··· Recorded data
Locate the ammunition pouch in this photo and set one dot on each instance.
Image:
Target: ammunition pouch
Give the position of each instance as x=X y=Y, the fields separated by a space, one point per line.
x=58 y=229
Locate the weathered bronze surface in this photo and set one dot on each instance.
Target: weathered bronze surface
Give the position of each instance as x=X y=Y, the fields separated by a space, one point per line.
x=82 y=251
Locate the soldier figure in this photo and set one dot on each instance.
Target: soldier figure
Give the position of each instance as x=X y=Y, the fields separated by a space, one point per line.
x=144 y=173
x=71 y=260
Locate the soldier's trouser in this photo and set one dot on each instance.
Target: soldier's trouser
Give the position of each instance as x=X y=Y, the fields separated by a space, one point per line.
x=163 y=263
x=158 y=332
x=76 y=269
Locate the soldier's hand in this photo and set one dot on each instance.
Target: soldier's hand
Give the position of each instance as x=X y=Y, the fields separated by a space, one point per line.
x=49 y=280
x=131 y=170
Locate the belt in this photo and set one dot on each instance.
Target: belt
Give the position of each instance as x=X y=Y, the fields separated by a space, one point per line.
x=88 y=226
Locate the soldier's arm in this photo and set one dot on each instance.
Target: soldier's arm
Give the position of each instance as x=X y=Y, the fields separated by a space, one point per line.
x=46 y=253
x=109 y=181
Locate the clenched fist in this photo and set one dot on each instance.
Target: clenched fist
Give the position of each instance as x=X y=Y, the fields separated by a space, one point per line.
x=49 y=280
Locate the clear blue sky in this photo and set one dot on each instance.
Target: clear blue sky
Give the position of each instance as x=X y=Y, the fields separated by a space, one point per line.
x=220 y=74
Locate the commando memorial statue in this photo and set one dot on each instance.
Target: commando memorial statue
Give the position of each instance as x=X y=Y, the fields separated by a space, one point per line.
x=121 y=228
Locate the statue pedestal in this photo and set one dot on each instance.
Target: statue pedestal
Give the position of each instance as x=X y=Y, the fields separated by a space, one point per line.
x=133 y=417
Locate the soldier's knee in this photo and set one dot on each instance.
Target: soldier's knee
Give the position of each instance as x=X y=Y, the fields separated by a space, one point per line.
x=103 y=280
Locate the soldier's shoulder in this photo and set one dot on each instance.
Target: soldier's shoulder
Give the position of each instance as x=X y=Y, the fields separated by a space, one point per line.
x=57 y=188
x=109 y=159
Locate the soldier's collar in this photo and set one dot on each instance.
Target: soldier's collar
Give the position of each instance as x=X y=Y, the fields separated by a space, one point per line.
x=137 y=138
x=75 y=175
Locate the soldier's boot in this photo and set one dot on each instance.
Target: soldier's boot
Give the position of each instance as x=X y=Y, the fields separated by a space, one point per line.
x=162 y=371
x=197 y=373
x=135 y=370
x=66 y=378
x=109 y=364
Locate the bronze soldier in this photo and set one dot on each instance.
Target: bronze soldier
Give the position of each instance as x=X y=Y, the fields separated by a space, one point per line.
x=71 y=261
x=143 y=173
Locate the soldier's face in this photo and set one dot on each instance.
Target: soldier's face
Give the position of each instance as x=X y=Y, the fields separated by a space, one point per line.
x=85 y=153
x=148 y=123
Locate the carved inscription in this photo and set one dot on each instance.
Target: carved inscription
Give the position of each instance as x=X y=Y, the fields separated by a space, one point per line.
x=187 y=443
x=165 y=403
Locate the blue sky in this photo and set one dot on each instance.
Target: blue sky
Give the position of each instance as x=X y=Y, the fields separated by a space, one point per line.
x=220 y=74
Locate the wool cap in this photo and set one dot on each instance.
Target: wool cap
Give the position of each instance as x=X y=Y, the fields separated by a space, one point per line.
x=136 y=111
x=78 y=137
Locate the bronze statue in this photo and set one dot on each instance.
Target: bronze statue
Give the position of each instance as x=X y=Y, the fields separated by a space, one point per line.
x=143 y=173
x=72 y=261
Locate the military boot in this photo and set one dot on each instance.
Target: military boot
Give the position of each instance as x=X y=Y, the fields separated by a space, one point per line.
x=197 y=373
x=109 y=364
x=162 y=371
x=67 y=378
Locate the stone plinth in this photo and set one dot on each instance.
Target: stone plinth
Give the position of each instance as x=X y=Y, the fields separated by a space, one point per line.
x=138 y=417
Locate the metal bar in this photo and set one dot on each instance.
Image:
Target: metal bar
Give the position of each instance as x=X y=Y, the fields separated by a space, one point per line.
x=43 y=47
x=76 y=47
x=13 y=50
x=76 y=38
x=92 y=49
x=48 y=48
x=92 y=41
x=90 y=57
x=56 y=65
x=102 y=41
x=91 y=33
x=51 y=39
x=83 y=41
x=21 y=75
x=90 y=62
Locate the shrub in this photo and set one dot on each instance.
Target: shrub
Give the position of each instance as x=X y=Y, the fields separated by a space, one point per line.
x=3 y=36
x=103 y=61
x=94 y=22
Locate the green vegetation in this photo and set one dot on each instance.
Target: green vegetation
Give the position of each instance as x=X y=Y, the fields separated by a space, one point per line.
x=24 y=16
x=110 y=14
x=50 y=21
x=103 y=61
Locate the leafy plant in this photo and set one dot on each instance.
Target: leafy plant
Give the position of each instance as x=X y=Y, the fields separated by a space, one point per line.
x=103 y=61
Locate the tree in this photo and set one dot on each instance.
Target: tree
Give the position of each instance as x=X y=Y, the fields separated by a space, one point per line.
······
[Exercise prompt] What this exercise asks for is an exact copy of all the records.

[The completed task]
Locate the ammunition pouch in this photo and set one dot on each instance.
Image:
Target: ammunition pouch
Give the position of each instance as x=X y=Y, the fields separated by a space, one point per line.
x=58 y=229
Locate the weathered bronze surface in this photo and set one dot on each instance.
Target: weathered bronze surface
Give the position of each instance as x=X y=Y, the fields separated by a space, one point per line.
x=82 y=251
Locate the soldier figure in this photo and set one dot on each instance.
Target: soldier figure
Give the position of each instance as x=X y=Y, the fields separated by a space, one point per line.
x=144 y=173
x=71 y=260
Locate the soldier's trouser in this photo and set one dot on each instance.
Target: soldier's trouser
Give the position of each instance as x=X y=Y, the fields separated by a space, one point per line.
x=163 y=263
x=158 y=332
x=76 y=269
Locate the soldier's hand in this photo and set one dot on each instance.
Target: soldier's hand
Give the position of each instance as x=X y=Y, the fields separated by a space, one point per line.
x=49 y=280
x=131 y=170
Locate the belt in this photo and set one dot on each instance.
Target: belt
Give the position of each instance as x=X y=Y, the fields separated by a space, one point per line.
x=88 y=226
Locate the soldier's arm in this photo and set one dot on each instance.
Target: soldier's arm
Give the position of each instance as x=X y=Y, the fields separated by a space, one point per line.
x=46 y=253
x=109 y=181
Locate the clenched fist in this photo and set one dot on each instance.
Target: clenched fist
Give the position of each instance as x=X y=Y, the fields separated by a space, one point per line.
x=49 y=280
Locate the clear blue sky in this photo and set one dot on each instance.
Target: clear blue sky
Give the position of each instance as x=X y=Y, the fields separated by a space, one point per line.
x=220 y=74
Locate the commando memorial statue in this photo and set one dot on each instance.
Target: commando memorial statue
Give the position of each instance as x=X y=Y, the fields separated by a space, one point per line.
x=121 y=228
Locate the statue pedestal in this photo and set one dot on each instance.
Target: statue pedestal
Give the position of each instance as x=X y=Y, the fields separated by a space, one point per line.
x=133 y=417
Locate the soldier's knee in this photo and set one dot on each instance.
Target: soldier's knee
Give the position of each instance as x=X y=Y, the fields separated by a space, one point per line.
x=103 y=280
Locate the soldier's shoulder in this photo and set one dot on each instance.
Target: soldier's shoulder
Give the position of each instance as x=X y=Y, the fields separated by a space, one point per line.
x=57 y=188
x=109 y=159
Locate the soldier's collar in this photo and set one dot on each instance.
Target: soldier's collar
Give the position of each instance as x=X y=Y, the fields separated by a space, one point per line.
x=137 y=138
x=75 y=175
Locate the soldier's boot in this photo and set one dot on each instance.
Target: soldier's boot
Give the position of each instance as x=X y=Y, the fields separated by a space, one point per line.
x=162 y=371
x=197 y=373
x=135 y=370
x=66 y=378
x=109 y=364
Locate the bronze soldier in this photo and set one dot on each instance.
Target: bronze soldier
Give the position of each instance as x=X y=Y, the fields separated by a space, one point per line.
x=71 y=261
x=143 y=173
Locate the soldier's face in this photo and set one dot on each instance.
Target: soldier's face
Give the position of each instance as x=X y=Y, the fields separated by a space, one point per line.
x=85 y=153
x=148 y=123
Locate the carved inscription in this photo and set one dot on each instance.
Target: carved inscription
Give the position of each instance as x=X y=Y, the fields separated by a space, one point per line.
x=187 y=443
x=165 y=403
Locate the blue sky in this photo and set one dot on each instance.
Target: blue sky
Give the position of each instance as x=X y=Y, the fields separated by a space, one point per line.
x=220 y=74
Locate the wool cap in this photo and set one dot on each instance.
Target: wool cap
Give the position of each instance as x=X y=Y, the fields separated by a space, one point per line.
x=136 y=111
x=78 y=137
Locate the bronze statue in this photo and set one dot on each instance.
Target: bronze statue
Give the position of each instance as x=X y=Y, the fields separated by a space, one point per line.
x=143 y=173
x=72 y=261
Locate the military boot in this photo and set one dot on each instance.
Target: military boot
Give the position of each instance as x=X y=Y, the fields separated by a space, one point per line.
x=197 y=373
x=109 y=364
x=162 y=371
x=67 y=378
Locate the stone plinth in this photo and set one dot on each instance.
Target: stone plinth
Give the position of each instance as x=X y=Y, the fields separated by a space, one point per line.
x=138 y=417
Locate the metal bar in this photo and set one dot on each instance.
Image:
Target: metal bar
Give the position of each instance as x=X y=Y, the fields separated by a space, one point per line.
x=43 y=47
x=76 y=47
x=13 y=50
x=76 y=38
x=92 y=49
x=48 y=48
x=92 y=41
x=90 y=57
x=56 y=65
x=102 y=41
x=91 y=33
x=51 y=39
x=83 y=41
x=21 y=75
x=90 y=62
Locate the shrub in this photo and set one dot on each instance.
Target: shrub
Give the position of each instance as x=X y=Y, the fields separated by a space, one point per line.
x=3 y=36
x=103 y=61
x=94 y=22
Locate the green vegetation in this photo and set one dot on each instance.
Target: green vegetation
Give the position of each instance as x=X y=Y, the fields separated by a space, one point per line.
x=24 y=16
x=110 y=14
x=50 y=21
x=103 y=61
Locate the leafy plant in this photo and set one dot on each instance.
Target: leafy plant
Give the position of each instance as x=X y=Y, the fields separated by a space, one point per line.
x=103 y=61
Locate the tree in this photo and set one dot on each instance.
Target: tree
Give the position of each instance as x=X y=Y, the fields separated by a space, one point per line.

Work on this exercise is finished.